*Problem details:*
For the records below, say how many lines contain the string "windsurfer". Give the number only.

*Material provided:*

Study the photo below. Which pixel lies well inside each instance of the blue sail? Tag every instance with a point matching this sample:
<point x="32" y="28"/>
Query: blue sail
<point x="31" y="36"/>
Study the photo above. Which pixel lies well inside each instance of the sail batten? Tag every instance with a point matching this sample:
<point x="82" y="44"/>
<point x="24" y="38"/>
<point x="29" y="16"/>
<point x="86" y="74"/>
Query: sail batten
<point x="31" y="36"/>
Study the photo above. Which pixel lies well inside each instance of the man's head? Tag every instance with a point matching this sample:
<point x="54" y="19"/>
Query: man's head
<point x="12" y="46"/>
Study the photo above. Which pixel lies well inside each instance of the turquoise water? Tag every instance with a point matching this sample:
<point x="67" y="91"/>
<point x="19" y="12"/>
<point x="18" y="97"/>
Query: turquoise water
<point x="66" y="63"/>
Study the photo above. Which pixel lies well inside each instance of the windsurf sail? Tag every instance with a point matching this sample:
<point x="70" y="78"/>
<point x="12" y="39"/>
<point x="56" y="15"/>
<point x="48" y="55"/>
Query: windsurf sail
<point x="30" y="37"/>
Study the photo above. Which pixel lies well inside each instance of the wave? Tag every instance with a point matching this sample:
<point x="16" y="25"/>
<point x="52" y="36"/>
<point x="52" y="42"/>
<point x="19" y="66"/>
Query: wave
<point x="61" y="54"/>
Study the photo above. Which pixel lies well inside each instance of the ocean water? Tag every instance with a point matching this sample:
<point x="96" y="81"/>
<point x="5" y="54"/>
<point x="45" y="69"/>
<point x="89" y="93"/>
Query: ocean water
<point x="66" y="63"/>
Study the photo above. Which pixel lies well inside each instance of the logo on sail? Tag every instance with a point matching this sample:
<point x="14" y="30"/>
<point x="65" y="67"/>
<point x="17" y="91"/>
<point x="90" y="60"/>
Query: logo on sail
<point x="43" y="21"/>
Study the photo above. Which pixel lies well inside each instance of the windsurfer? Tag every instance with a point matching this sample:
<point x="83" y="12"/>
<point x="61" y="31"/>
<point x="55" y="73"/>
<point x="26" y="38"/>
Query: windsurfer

*Response area:*
2